◆ TEXT EXCERPT
######

Francois Hollande said one flight data recorder had been recovered, after French troops reached the crash site near Mali’s border with Burkina Faso.

Air traffic controllers lost contact with the plane early on Thursday after pilots reported severe storms.

The 116 passengers on the Air Algerie flight included 51 French citizens.

The McDonnell Douglas MD-83 had been chartered from Spanish airline, Swiftair. It was flying from Burkina Faso’s capital, Ougadougou, to Algiers.

There are no survivors from the Air Algerie AH5017 passenger jet that crashed in Mali

There are no survivors from the Air Algerie AH5017 passenger jet that crashed in Mali

French Interior Minister Bernard Cazeneuve told French radio network RTL that “the aircraft was destroyed at the moment it crashed”.

“We think the aircraft crashed for reasons linked to the weather conditions, although no theory can be excluded at this point,” he said.

######

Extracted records
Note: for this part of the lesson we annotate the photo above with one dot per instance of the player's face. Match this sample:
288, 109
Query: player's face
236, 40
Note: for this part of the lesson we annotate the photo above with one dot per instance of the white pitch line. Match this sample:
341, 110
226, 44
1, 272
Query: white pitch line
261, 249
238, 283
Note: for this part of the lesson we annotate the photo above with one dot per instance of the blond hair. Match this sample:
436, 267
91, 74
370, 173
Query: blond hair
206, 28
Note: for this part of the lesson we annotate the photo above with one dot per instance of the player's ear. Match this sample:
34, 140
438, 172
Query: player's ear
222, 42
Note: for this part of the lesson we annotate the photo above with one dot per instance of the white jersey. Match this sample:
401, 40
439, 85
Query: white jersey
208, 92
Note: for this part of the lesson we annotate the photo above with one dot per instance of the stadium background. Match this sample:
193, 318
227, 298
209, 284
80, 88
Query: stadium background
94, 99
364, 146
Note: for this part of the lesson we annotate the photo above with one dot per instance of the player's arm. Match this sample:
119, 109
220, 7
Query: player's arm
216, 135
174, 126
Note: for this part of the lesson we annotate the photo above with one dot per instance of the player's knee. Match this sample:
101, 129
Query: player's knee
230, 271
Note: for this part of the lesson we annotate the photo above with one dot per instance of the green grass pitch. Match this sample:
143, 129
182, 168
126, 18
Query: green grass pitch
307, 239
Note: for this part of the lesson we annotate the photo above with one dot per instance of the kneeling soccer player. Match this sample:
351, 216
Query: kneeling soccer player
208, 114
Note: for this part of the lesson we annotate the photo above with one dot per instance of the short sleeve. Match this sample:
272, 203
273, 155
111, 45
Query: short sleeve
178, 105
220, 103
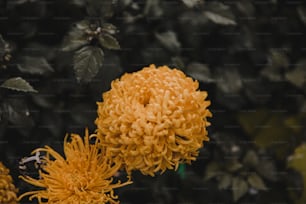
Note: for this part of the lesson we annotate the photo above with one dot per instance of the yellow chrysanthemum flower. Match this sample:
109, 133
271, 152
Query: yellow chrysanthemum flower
85, 176
7, 189
153, 119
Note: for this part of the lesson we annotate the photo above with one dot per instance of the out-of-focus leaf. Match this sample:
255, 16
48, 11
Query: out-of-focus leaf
178, 62
100, 8
267, 169
219, 19
109, 28
277, 61
229, 80
182, 171
256, 182
302, 13
250, 159
199, 72
212, 170
233, 166
29, 29
87, 63
169, 40
17, 113
17, 84
225, 180
298, 75
79, 2
297, 161
3, 47
153, 9
34, 65
295, 182
268, 130
239, 187
109, 42
219, 14
76, 36
246, 7
192, 3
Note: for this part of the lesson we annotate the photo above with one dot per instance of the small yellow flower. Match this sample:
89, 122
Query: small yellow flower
153, 119
7, 189
85, 176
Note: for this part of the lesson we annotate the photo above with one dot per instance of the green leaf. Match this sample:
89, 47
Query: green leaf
302, 13
87, 62
268, 130
256, 182
239, 187
233, 166
178, 62
169, 41
2, 46
17, 112
76, 37
297, 76
266, 168
100, 8
199, 72
109, 28
225, 180
34, 65
250, 159
18, 84
297, 161
220, 14
192, 3
109, 42
212, 170
153, 9
277, 61
182, 171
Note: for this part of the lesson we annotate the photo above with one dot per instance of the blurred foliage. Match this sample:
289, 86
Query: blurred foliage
58, 57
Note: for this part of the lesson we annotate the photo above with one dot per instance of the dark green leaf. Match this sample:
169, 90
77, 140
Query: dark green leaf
250, 159
18, 84
109, 42
302, 13
256, 182
219, 14
192, 3
100, 8
87, 63
178, 62
233, 166
109, 28
297, 76
277, 61
199, 72
225, 180
212, 170
153, 8
76, 37
34, 65
267, 169
2, 46
169, 40
229, 80
239, 187
17, 112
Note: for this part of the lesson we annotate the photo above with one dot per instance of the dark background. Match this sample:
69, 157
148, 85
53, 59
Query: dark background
249, 55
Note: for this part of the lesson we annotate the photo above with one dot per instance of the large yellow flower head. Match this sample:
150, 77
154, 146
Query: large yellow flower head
153, 119
7, 189
85, 176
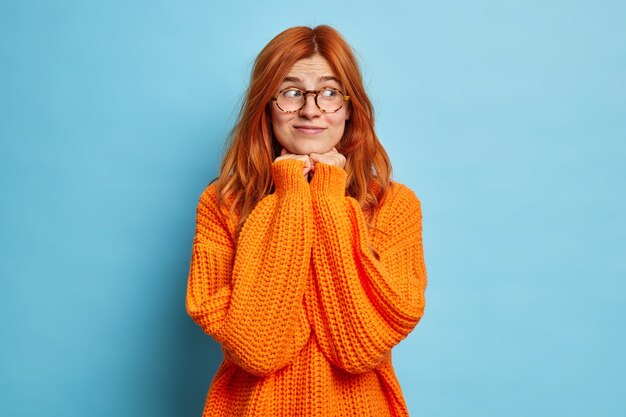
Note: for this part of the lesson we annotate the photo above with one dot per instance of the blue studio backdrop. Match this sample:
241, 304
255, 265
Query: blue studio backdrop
507, 119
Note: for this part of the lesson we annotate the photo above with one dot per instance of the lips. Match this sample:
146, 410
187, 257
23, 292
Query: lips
309, 129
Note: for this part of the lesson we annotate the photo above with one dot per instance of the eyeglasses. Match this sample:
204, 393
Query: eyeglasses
328, 99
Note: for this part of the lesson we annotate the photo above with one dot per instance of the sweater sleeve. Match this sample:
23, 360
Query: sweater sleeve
249, 296
363, 304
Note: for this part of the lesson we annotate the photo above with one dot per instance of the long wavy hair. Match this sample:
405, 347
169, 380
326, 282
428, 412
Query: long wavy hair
245, 175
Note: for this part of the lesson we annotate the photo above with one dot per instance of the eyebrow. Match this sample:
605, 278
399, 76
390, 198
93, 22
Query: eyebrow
325, 78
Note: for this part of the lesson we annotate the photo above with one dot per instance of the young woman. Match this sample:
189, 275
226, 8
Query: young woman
307, 263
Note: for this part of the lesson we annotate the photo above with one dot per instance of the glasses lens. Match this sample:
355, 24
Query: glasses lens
330, 99
290, 99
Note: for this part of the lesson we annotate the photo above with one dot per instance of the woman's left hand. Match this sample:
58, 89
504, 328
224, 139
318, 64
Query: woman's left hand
332, 157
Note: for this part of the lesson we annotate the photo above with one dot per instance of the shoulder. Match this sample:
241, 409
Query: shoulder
208, 203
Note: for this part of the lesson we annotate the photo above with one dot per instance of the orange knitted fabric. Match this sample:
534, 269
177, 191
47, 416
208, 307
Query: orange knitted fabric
305, 313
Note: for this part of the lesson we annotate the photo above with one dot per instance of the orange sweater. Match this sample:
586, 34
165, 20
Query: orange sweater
306, 315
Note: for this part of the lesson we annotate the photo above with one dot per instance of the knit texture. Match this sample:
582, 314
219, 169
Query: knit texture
305, 313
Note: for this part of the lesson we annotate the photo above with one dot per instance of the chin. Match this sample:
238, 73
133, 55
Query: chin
309, 148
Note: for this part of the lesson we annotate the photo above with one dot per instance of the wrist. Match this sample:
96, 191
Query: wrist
288, 178
329, 180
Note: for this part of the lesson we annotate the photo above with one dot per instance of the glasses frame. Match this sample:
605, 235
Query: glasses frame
305, 93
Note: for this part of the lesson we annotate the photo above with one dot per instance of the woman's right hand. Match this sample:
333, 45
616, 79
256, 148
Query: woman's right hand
308, 164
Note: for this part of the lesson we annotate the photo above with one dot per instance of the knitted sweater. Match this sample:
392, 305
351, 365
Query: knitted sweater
305, 313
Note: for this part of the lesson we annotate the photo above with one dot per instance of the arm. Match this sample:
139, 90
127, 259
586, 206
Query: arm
363, 306
249, 296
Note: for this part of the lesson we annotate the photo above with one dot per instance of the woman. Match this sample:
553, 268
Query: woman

######

◆ TASK DESCRIPTION
Extend the news report on the Air Algerie crash in Mali, picking up after its final sentence.

◆ RESPONSE TO THE EXERCISE
A team of 100 French soldiers, with 30 vehicles, had travelled to the crash site on Friday, a French defense ministry official said.

The team was part of a force that was deployed to Mali last year to combat an insurgency backed by al-Qaeda.

“French soldiers who are on the ground have started the first investigations,” Francois Hollande said on Friday.

“Sadly there are no survivors.”

Contact with Flight AH 5017 was lost about 50 minutes after take-off from Ouagadougou early on Thursday morning, Air Algerie said.

The pilot had contacted Niger’s control tower in Niamey at around 01:30 GMT to change course because of a sandstorm, officials say.

Burkina Faso authorities said the passenger list comprised 27 people from Burkina Faso, 51 French, eight Lebanese, six Algerians, two from Luxembourg, five Canadians, four Germans, one Cameroonian, one Belgian, one Egyptian, one Ukrainian, one Swiss, one Nigerian and one Malian.

The six crew members are Spanish, according to the Spanish pilots’ union.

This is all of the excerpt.